What is asked:
List every line in the records below that contains the word "white", copying each such line in full.

Rows:
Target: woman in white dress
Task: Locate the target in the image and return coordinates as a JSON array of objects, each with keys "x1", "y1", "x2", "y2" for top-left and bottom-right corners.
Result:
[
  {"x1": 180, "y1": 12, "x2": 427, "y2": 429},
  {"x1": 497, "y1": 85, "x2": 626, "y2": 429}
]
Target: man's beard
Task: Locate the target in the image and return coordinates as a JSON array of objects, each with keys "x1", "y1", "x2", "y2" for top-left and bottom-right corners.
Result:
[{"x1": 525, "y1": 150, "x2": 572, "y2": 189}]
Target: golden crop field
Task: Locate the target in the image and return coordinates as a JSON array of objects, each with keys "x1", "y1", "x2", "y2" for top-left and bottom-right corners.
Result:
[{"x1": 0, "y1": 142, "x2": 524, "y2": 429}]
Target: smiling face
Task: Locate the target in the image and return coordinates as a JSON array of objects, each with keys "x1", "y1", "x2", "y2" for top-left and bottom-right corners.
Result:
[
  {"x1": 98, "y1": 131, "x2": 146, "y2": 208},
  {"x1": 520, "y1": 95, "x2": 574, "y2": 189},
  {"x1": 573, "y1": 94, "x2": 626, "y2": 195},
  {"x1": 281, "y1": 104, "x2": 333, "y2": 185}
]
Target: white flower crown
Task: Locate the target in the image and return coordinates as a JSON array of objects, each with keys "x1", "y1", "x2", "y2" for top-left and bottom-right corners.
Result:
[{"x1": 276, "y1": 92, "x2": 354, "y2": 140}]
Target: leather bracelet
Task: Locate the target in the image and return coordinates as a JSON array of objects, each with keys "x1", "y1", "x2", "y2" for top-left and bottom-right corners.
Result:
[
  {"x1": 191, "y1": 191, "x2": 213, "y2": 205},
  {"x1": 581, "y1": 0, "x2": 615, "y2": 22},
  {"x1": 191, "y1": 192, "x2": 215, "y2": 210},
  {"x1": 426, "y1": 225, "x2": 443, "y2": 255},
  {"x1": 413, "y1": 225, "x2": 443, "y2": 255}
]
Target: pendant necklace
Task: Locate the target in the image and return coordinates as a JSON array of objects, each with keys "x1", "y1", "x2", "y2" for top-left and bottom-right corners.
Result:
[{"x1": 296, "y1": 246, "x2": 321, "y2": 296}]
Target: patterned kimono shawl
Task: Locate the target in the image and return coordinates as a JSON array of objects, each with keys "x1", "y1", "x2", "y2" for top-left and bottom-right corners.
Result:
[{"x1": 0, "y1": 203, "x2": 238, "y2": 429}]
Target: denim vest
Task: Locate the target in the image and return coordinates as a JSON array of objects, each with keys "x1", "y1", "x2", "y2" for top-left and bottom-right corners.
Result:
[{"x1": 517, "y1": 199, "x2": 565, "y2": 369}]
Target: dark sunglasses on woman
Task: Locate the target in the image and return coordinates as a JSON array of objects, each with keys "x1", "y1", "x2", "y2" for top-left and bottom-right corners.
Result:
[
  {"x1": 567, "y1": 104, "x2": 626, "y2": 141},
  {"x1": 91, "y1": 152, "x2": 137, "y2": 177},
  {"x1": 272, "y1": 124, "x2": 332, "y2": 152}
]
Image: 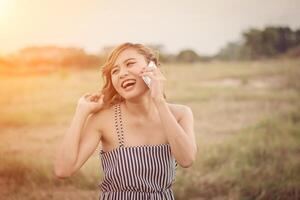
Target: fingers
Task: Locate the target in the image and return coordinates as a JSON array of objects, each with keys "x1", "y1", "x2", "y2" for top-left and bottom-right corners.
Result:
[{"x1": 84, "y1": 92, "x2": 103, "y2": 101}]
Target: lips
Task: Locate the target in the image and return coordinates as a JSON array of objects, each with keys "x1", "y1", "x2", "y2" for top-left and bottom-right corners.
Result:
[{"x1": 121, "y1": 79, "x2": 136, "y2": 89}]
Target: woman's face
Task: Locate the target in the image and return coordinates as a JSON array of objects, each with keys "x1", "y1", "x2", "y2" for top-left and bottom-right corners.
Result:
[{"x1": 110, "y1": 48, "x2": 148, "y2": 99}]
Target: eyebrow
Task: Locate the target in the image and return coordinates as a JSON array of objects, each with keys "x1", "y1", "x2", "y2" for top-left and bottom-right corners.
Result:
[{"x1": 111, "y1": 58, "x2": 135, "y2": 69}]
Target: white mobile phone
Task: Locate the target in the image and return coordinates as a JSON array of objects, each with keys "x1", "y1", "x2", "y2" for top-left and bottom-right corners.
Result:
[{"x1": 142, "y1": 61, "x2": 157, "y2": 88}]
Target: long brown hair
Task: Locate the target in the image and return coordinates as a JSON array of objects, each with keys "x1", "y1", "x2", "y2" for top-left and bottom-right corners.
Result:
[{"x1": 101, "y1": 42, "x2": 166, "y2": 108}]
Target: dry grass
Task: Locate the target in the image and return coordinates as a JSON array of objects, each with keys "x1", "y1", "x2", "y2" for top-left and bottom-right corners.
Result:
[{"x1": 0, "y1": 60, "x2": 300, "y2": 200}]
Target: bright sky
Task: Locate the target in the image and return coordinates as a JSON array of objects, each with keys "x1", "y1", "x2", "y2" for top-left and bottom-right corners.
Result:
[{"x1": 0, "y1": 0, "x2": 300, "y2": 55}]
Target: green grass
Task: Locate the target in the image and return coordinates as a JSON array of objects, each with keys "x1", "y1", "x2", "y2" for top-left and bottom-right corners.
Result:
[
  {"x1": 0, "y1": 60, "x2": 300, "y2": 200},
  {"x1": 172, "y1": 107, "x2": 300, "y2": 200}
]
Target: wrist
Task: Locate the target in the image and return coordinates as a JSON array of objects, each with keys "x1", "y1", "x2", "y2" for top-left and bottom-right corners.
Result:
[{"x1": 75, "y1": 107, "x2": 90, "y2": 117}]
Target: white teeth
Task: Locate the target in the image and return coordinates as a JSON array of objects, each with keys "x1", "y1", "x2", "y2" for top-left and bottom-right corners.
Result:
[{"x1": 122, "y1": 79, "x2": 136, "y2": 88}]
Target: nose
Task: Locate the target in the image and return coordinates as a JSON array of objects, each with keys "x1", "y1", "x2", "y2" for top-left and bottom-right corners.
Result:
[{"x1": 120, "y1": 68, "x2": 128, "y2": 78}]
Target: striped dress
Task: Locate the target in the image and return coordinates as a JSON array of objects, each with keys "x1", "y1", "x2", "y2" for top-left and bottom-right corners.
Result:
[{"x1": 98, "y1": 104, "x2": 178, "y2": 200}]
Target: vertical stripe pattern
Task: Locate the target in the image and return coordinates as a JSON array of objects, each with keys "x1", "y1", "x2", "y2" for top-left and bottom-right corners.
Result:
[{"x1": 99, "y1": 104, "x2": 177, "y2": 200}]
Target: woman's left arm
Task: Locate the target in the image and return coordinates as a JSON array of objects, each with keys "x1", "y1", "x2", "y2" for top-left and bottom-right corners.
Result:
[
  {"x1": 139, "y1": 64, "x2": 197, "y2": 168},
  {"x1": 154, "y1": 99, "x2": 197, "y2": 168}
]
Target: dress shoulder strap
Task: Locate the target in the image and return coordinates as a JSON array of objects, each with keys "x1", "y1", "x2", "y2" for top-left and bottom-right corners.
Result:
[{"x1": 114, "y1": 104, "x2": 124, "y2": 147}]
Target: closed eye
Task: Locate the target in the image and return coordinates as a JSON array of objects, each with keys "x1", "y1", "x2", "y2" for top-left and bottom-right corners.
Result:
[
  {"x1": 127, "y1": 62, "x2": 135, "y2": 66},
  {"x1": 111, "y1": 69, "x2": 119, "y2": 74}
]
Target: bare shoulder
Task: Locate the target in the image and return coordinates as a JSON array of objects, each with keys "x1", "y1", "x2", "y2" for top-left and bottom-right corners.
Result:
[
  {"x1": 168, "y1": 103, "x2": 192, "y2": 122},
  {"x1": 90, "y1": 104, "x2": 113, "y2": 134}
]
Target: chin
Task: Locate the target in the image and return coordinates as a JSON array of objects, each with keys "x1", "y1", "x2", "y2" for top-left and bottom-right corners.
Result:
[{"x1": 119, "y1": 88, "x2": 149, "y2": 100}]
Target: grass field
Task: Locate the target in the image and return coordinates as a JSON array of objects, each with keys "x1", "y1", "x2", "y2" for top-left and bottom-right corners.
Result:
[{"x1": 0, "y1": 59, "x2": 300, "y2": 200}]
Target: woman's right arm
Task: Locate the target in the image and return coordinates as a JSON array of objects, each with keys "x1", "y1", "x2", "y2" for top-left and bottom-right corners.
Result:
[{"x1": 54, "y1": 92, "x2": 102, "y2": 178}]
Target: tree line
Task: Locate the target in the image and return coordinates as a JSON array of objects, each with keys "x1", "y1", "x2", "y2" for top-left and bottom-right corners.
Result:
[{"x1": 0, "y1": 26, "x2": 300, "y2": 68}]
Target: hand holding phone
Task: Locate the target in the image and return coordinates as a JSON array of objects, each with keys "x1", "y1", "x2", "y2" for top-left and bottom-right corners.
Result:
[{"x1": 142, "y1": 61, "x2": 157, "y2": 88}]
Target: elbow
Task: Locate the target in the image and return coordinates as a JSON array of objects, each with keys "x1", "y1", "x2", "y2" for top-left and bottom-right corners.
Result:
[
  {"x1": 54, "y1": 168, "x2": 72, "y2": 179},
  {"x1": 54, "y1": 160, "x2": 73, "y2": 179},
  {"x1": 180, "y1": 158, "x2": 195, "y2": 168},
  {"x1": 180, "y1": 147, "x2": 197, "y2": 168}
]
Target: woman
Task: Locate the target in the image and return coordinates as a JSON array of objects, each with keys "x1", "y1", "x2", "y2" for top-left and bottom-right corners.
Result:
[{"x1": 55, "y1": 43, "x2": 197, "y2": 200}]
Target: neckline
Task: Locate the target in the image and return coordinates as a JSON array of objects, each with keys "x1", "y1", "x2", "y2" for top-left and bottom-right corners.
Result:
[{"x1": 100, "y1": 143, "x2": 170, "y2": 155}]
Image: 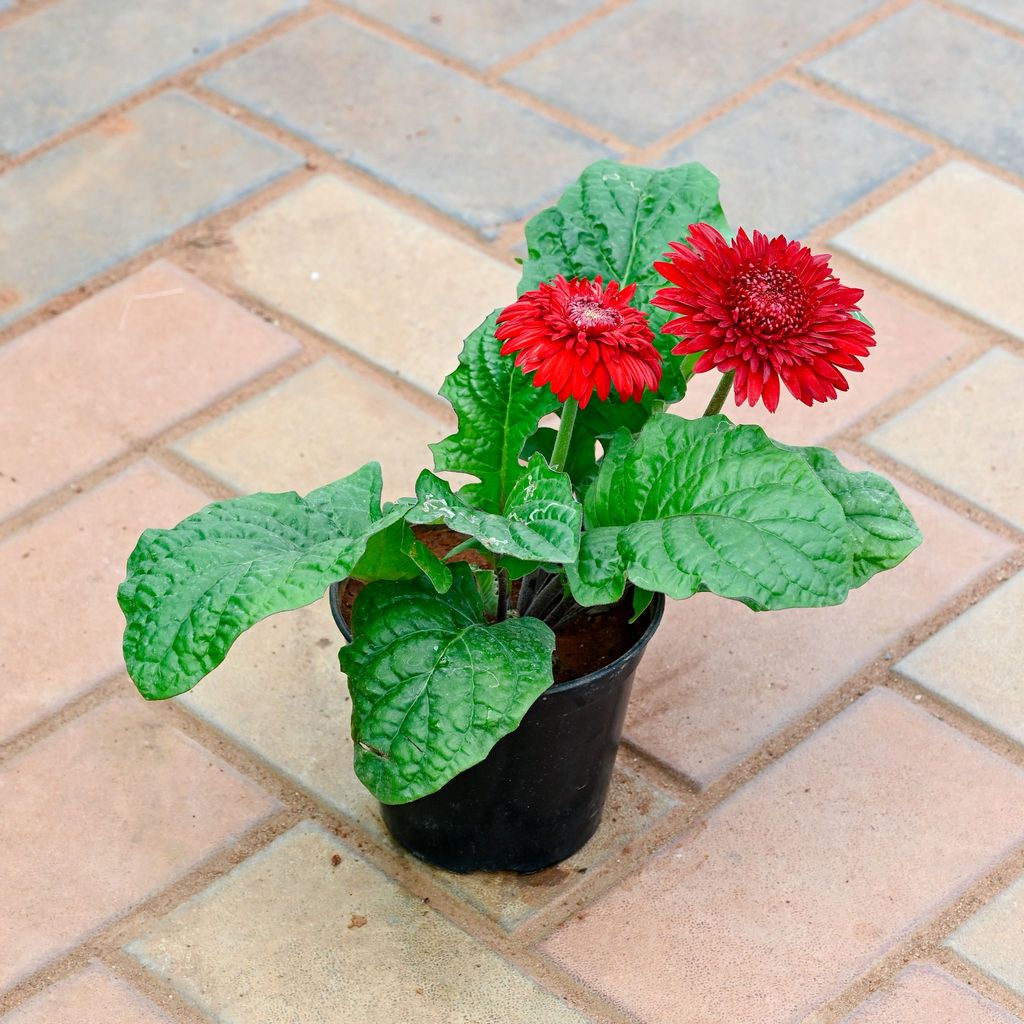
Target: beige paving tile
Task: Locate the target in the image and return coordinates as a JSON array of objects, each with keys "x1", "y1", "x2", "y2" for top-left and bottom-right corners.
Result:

Solution to the problem:
Target: woman in white dress
Target: white flower crown
Target: white mobile phone
Target: white teeth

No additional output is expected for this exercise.